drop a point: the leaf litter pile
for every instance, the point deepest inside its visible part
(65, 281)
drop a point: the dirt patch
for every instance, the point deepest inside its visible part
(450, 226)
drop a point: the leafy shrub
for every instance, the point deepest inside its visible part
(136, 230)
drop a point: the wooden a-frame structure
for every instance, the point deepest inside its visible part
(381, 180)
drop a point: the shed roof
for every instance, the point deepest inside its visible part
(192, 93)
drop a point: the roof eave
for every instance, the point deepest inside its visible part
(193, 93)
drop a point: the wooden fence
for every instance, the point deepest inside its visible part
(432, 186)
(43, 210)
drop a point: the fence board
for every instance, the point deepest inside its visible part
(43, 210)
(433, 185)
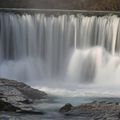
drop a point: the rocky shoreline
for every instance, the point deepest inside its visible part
(93, 111)
(18, 97)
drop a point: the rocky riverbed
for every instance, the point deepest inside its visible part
(19, 97)
(19, 101)
(93, 111)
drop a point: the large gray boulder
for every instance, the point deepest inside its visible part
(18, 97)
(93, 111)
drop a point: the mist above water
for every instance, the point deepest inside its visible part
(69, 49)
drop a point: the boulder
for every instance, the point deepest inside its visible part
(18, 97)
(93, 111)
(66, 108)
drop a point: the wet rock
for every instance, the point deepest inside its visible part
(24, 89)
(14, 99)
(66, 108)
(94, 111)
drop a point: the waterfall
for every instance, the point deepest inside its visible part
(64, 47)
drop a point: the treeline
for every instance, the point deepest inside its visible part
(62, 4)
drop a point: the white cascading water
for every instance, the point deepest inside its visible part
(68, 48)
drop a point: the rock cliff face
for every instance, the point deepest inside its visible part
(18, 97)
(93, 111)
(63, 4)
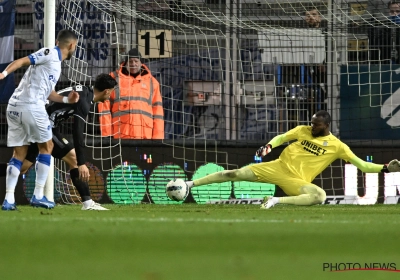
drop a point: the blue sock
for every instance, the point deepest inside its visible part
(13, 170)
(42, 171)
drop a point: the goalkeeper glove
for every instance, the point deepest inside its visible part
(393, 166)
(263, 150)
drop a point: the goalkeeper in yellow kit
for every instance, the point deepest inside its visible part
(299, 163)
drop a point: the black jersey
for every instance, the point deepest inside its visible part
(60, 112)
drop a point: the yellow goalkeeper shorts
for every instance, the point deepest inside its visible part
(275, 172)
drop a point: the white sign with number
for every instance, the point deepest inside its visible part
(155, 43)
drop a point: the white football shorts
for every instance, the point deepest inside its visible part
(27, 123)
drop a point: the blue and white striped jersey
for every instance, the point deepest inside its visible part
(40, 78)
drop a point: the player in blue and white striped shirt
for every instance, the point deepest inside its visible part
(27, 118)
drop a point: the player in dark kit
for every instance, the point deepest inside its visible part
(60, 112)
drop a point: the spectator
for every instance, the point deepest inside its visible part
(134, 110)
(384, 36)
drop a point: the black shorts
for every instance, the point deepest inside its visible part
(61, 147)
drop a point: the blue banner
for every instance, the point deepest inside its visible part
(7, 24)
(370, 102)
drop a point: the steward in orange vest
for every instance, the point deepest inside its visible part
(135, 109)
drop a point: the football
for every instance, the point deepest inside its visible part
(177, 190)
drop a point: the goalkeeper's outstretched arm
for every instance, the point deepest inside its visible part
(369, 167)
(275, 142)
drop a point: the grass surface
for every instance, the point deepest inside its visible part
(192, 241)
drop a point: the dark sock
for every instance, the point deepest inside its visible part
(81, 187)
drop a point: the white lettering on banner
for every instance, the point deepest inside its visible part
(94, 45)
(392, 184)
(351, 185)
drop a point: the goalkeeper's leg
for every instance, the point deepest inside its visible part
(305, 195)
(309, 195)
(242, 174)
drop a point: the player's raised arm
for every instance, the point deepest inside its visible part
(369, 167)
(277, 141)
(15, 65)
(73, 97)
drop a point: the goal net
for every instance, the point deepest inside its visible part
(234, 74)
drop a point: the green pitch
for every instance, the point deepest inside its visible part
(192, 241)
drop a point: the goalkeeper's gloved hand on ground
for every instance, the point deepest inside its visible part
(393, 166)
(263, 150)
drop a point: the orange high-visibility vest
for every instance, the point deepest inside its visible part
(134, 110)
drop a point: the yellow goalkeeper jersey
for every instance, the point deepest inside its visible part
(309, 156)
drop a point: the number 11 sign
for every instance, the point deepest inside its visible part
(155, 43)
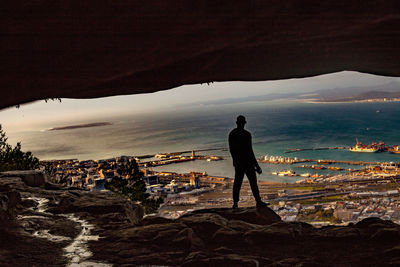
§
== Stated task ==
Rescale the material from the line containing "drop a point: the steward in orange vest" through the end of the material, both included, by writing out every line again, requests too, with each point coordinate in the answers multiplied by 1.5 and rounded to a whole number, halves rounded up. Omit the pictures.

== Solution to this task ==
drop a point: the steward in orange vest
for every instance, the point deepest inside its visible part
(203, 164)
drop a point: the football
for every instance, the point deepest inside its visible part
(266, 285)
drop a point: the goalkeeper's outstretched arm
for every instance, the point deepest inside its visible part
(554, 251)
(413, 213)
drop a point: the grass surface
for every instance, the point deepest inside its visible part
(288, 362)
drop a point: the dark sock
for every instance, the point deepest inside its visible part
(122, 281)
drop a point: the white lettering on banner
for every instance, the point deepest inside its visible part
(141, 68)
(588, 276)
(527, 278)
drop a point: the goalkeeper's leg
for every instance, the point deepest inside its visible part
(458, 293)
(464, 293)
(363, 261)
drop a point: the player's raised arm
for every instance, the point deepest inside its visible part
(554, 251)
(416, 212)
(23, 98)
(110, 146)
drop a point: the goal net
for every instance, the point deepest inside its visible part
(351, 111)
drop a point: the green pitch
for every instance, the point deepest inside its visible part
(288, 362)
drop a point: the goalkeeper's gloved hand on ground
for every instance, the point deepest inside its visible part
(590, 249)
(395, 225)
drop a point: the orange high-visibility vest
for every instance, the point deepest inside its visible part
(201, 165)
drop a point: the yellow goalkeeper jersey
for every instance, the point deepest inside its visible part
(464, 234)
drop a point: the number 11 sign
for every instance, the point deepest inside its visible part
(233, 65)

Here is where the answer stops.